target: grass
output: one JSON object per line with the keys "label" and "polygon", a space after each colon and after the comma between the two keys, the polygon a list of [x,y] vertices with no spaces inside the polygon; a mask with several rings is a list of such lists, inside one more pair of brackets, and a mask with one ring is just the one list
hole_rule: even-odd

--

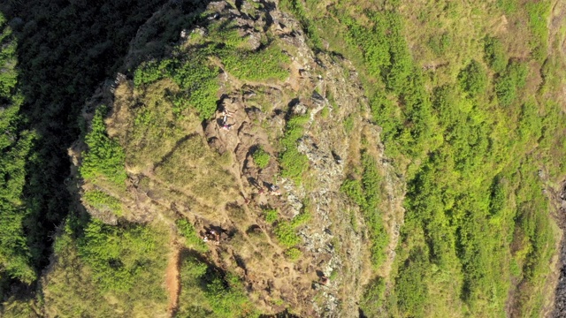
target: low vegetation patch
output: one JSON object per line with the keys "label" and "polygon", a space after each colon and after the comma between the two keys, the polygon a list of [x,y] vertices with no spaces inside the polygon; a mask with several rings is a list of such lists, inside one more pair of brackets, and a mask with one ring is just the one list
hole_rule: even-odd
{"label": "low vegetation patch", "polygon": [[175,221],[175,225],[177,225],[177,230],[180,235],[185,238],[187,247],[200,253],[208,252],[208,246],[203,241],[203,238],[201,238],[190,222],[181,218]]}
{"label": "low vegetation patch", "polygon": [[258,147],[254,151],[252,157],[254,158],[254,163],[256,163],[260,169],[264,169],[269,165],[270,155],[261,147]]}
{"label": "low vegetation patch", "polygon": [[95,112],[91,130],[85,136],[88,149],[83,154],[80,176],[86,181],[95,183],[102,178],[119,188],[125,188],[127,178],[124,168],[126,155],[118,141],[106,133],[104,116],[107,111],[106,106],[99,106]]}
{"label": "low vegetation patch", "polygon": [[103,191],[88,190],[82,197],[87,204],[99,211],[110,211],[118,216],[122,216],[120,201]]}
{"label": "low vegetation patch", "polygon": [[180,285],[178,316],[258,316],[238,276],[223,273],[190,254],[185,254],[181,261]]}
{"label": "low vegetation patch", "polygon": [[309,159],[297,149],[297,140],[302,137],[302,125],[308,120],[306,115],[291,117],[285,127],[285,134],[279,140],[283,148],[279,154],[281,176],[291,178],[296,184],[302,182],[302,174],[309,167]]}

--

**TASK OBJECTIVE**. Pick out each line in the records above that contains the word "target".

**CORRECT OUTPUT**.
target: grass
target: low vegetation patch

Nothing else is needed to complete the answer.